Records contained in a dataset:
================

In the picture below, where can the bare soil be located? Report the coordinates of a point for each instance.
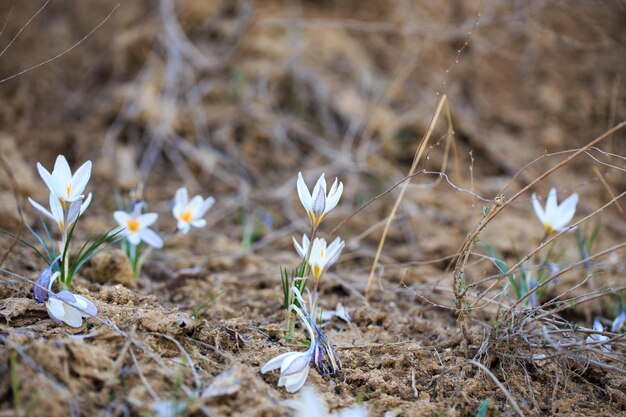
(343, 87)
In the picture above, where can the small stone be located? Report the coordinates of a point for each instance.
(226, 383)
(110, 266)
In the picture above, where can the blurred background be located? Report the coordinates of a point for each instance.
(233, 98)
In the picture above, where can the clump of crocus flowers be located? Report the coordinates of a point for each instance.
(317, 257)
(67, 204)
(135, 223)
(316, 254)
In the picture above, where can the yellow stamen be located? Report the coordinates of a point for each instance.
(186, 216)
(132, 225)
(317, 271)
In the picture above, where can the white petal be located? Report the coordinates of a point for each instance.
(62, 171)
(134, 238)
(206, 205)
(198, 223)
(181, 197)
(301, 251)
(303, 192)
(80, 180)
(177, 210)
(183, 226)
(294, 382)
(41, 208)
(333, 197)
(55, 307)
(333, 252)
(541, 215)
(195, 204)
(88, 308)
(319, 245)
(121, 217)
(551, 205)
(319, 201)
(565, 212)
(151, 238)
(147, 219)
(321, 182)
(85, 204)
(47, 178)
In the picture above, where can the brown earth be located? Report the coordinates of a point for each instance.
(262, 90)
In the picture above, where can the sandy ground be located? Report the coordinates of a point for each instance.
(232, 99)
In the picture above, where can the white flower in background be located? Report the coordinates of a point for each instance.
(304, 249)
(294, 366)
(190, 213)
(62, 183)
(136, 225)
(555, 217)
(318, 203)
(340, 312)
(595, 338)
(323, 255)
(63, 306)
(618, 322)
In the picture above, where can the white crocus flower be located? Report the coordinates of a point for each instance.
(323, 255)
(62, 183)
(189, 213)
(304, 249)
(136, 229)
(555, 217)
(57, 213)
(66, 306)
(595, 338)
(318, 203)
(294, 366)
(618, 322)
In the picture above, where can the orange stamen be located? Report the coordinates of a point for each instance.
(132, 225)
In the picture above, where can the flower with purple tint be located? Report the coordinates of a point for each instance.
(63, 306)
(619, 321)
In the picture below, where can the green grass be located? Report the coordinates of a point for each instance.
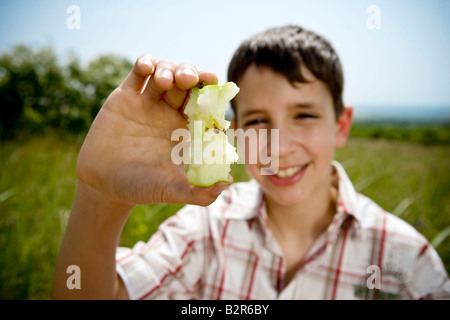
(37, 184)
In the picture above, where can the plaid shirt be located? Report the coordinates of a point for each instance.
(226, 251)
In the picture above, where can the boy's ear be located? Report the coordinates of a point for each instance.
(344, 124)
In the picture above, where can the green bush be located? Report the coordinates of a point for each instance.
(38, 93)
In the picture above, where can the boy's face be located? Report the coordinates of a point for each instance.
(308, 131)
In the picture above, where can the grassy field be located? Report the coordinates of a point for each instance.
(38, 178)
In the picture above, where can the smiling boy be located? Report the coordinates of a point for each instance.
(302, 233)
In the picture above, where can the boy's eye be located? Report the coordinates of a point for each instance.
(254, 122)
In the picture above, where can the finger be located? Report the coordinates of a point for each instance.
(204, 196)
(142, 69)
(162, 80)
(186, 77)
(208, 78)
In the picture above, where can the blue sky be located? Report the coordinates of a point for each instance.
(405, 63)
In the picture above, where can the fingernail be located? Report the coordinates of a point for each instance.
(166, 74)
(148, 62)
(188, 72)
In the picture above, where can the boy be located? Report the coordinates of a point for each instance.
(302, 233)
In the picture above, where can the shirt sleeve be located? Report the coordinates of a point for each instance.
(170, 264)
(429, 279)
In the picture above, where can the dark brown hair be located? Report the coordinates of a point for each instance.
(284, 50)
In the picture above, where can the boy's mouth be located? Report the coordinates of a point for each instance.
(288, 176)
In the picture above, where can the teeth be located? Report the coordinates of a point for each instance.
(289, 172)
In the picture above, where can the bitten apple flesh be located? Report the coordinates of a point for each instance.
(211, 154)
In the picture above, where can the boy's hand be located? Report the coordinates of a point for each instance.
(126, 155)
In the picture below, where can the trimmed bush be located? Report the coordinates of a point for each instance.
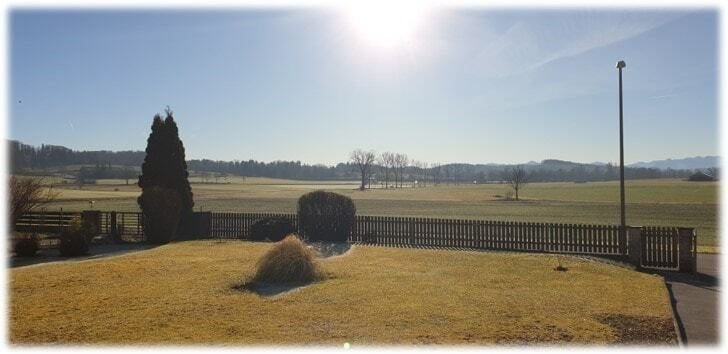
(26, 247)
(162, 208)
(288, 262)
(326, 216)
(75, 239)
(274, 229)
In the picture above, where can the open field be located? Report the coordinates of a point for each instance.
(183, 293)
(664, 202)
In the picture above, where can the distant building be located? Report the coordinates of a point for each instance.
(701, 177)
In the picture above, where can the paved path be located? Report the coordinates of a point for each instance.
(695, 298)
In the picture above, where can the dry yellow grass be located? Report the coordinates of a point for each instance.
(288, 262)
(183, 293)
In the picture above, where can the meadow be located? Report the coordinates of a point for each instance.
(186, 293)
(660, 202)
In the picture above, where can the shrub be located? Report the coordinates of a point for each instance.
(326, 216)
(75, 239)
(288, 262)
(162, 208)
(26, 247)
(274, 229)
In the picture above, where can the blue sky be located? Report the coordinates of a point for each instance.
(468, 85)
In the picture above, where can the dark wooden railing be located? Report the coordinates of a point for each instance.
(668, 248)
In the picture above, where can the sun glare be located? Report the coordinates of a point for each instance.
(385, 26)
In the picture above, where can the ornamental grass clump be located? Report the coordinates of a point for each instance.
(288, 262)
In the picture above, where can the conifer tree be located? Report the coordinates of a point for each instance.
(164, 170)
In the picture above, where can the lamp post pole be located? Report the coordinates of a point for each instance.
(620, 65)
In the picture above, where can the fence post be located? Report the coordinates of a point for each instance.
(687, 257)
(623, 240)
(412, 231)
(634, 235)
(114, 232)
(93, 218)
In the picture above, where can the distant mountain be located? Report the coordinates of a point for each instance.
(688, 163)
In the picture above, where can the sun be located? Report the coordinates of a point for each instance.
(385, 25)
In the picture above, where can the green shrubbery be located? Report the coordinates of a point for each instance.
(326, 216)
(27, 246)
(288, 262)
(162, 208)
(273, 228)
(75, 239)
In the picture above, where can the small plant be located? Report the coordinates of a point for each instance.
(274, 229)
(27, 246)
(560, 267)
(508, 195)
(76, 238)
(326, 216)
(288, 262)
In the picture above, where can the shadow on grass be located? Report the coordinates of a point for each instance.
(269, 289)
(99, 251)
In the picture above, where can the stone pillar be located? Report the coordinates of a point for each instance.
(634, 237)
(687, 252)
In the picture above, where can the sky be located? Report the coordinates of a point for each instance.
(470, 85)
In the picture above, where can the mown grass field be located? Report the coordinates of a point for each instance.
(183, 293)
(661, 202)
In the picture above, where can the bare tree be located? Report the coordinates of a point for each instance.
(435, 171)
(363, 161)
(27, 194)
(713, 172)
(386, 162)
(424, 166)
(400, 163)
(516, 177)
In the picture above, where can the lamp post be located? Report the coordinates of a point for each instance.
(620, 65)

================

_WORK TO COMPLETE_: Write the listing above out again exactly, dropping each image.

_SOLVED EXERCISE_:
In the picture below, where can the bare soil be located? Report the coordinates of a point for each instance.
(343, 87)
In the picture above, where can the small stone be located? Report the coordinates of a point for each instance.
(226, 383)
(110, 266)
In the picture above, where can the blurred background be located? Report the coordinates of a point for each instance.
(233, 98)
In the picture above, where can the clump of crocus flowers be located? Report the coordinates of a point for each instance.
(317, 257)
(67, 204)
(135, 223)
(316, 254)
In the picture above, where can the yellow stamen be located? Report the coordinates of a point for each instance.
(186, 216)
(132, 225)
(317, 271)
In the picture above, where can the white petal be located? Report the coordinates of a point for each instance.
(62, 171)
(134, 238)
(206, 205)
(198, 223)
(181, 197)
(301, 251)
(303, 192)
(80, 180)
(177, 210)
(183, 226)
(294, 382)
(41, 208)
(333, 197)
(55, 307)
(333, 252)
(541, 215)
(195, 204)
(88, 308)
(319, 245)
(121, 217)
(551, 205)
(319, 201)
(565, 212)
(151, 238)
(147, 219)
(321, 182)
(85, 204)
(47, 178)
In the picture above, where can the brown earth be located? Report the coordinates of a point for each instance.
(262, 90)
In the picture above, where can the sandy ground be located? Report the coordinates of a point for each instance.
(232, 99)
In the picture above, where can the white flower in background be located? Report the coordinates of a point for each instance.
(304, 249)
(294, 366)
(190, 213)
(62, 183)
(136, 225)
(555, 217)
(318, 203)
(340, 312)
(595, 338)
(323, 255)
(63, 306)
(618, 322)
In the picture above, where can the white crocus flower be located? Report the coordinates of a point for each instance.
(323, 255)
(62, 183)
(189, 213)
(304, 249)
(136, 229)
(555, 217)
(57, 213)
(66, 306)
(595, 338)
(318, 203)
(294, 366)
(618, 322)
In the picture above, where can the orange stamen be located? Report the coordinates of a point for each instance.
(132, 225)
In the picture above, where can the flower with purple tint be located? Report the coordinates of a point for each instance.
(63, 306)
(619, 321)
In the picture below, where can the green grass be located? Report the coordinates of a point for each instance.
(37, 184)
In the picture above, where can the plaid shirt be located? Report the coordinates of a point for each instance.
(226, 251)
In the picture above, where can the boy's ear be located? Report the coordinates of a point for each instance.
(344, 124)
In the picture above, where can the green bush be located? Report the coordinates of a point for each instance.
(38, 93)
In the picture above, where can the boy's face be located? Report the coordinates of a point for each instance.
(308, 131)
In the picture above, where can the grassy field be located? Report the coordinates of a point for each instance.
(38, 178)
In the picture above, where can the smiling boy be located? Report the coordinates of a point for each instance.
(302, 233)
In the picture above, where can the boy's eye be located? Report the coordinates of a point for each instance.
(254, 122)
In the picture above, where can the finger be located? Report the coordinates of a point for each instance.
(204, 196)
(142, 69)
(162, 80)
(186, 77)
(208, 78)
In the picture above, where can the blue sky be located? Report the coordinates of a point for each instance.
(405, 63)
In the picture above, where can the fingernail be located? Report the coordinates of a point for each instance.
(166, 74)
(148, 62)
(188, 72)
In the picture above, where can the boy be located? Report the coordinates of a point for each instance.
(302, 233)
In the picture above, where can the shirt sleeve be located? Report the coordinates of a point for each instance.
(170, 264)
(429, 279)
In the picture above, where can the dark brown hair be located? Report the coordinates of a point for each instance.
(284, 50)
In the picture above, where can the boy's mouth be located? Report the coordinates of a point for each instance.
(288, 176)
In the picture above, where can the teeth be located? Report the coordinates of a point for each instance.
(289, 172)
In the picture above, where can the bitten apple flesh be located? Report the coordinates of a point for each instance.
(211, 154)
In the picture above, where can the boy's hand be located? Report the coordinates of a point for each instance.
(126, 155)
In the picture below, where can the trimmed bush be located? Report the coordinates of a point for each instance.
(26, 247)
(162, 208)
(288, 262)
(326, 216)
(75, 239)
(274, 229)
In the picture above, where can the open field be located? Report the coordinates of a point for each instance.
(183, 293)
(664, 202)
In the picture above, where can the distant building be located? Report the coordinates of a point for each instance.
(701, 177)
In the picture above, where can the paved path be located? Report the coordinates of a point for each instance.
(695, 298)
In the picture above, where can the dry yellow grass be located? Report the coordinates of a point for each instance.
(288, 262)
(183, 293)
In the picture above, where can the meadow be located? Report the coordinates of a point for each instance.
(186, 293)
(660, 202)
In the picture above, where can the shrub be located? Report the coordinates of a point for each instance.
(326, 216)
(75, 239)
(288, 262)
(162, 208)
(26, 247)
(274, 229)
In the picture above, where can the blue sky be located? Report the coordinates of a point for each instance.
(468, 85)
In the picture above, where can the dark wooden railing be located? Report the coordinates of a point for each instance.
(668, 248)
In the picture above, where can the sun glare be located? Report the coordinates of a point for each instance.
(385, 26)
In the picture above, where can the ornamental grass clump be located? Report the coordinates of a point for each instance.
(288, 262)
In the picture above, where can the conifer tree be located? Report the coordinates of a point for each instance.
(164, 170)
In the picture above, where can the lamp post pole be located? Report the coordinates of a point for each instance.
(620, 65)
In the picture above, where can the fence post be located? Report the coordinates of a point for each instance.
(687, 257)
(623, 240)
(412, 231)
(634, 235)
(114, 232)
(93, 218)
In the picture above, where can the distant mountain be located? Report the coordinates of a point for each instance.
(688, 163)
In the picture above, where can the sun be located? Report the coordinates of a point for each instance.
(385, 25)
In the picture above, where can the green shrubbery be located? Report the coordinates of a point for each instance.
(326, 216)
(27, 246)
(288, 262)
(162, 208)
(273, 228)
(75, 239)
In the picture above, where can the small plant be located? Report the coordinates of a point for each instance.
(274, 229)
(27, 246)
(560, 267)
(508, 195)
(76, 238)
(326, 216)
(288, 262)
In the picture above, where can the shadow on grass be located? Report the coordinates of a point for each instance.
(269, 289)
(99, 251)
In the picture above, where can the stone pillar be located? Report the coordinates of a point for each instance.
(634, 237)
(687, 252)
In the picture above, where can the sky be located? Report the coordinates of a point for each instance.
(470, 85)
In the picture above, where can the mown grass field be located? Report the coordinates of a point for each instance.
(183, 293)
(661, 202)
In the picture above, where can the bare tree be located? Report the coordinates of a point for each instance.
(435, 171)
(363, 161)
(27, 194)
(713, 172)
(386, 162)
(424, 166)
(400, 163)
(516, 177)
In the picture above, where can the lamp post be located? Report the coordinates of a point for each instance.
(620, 65)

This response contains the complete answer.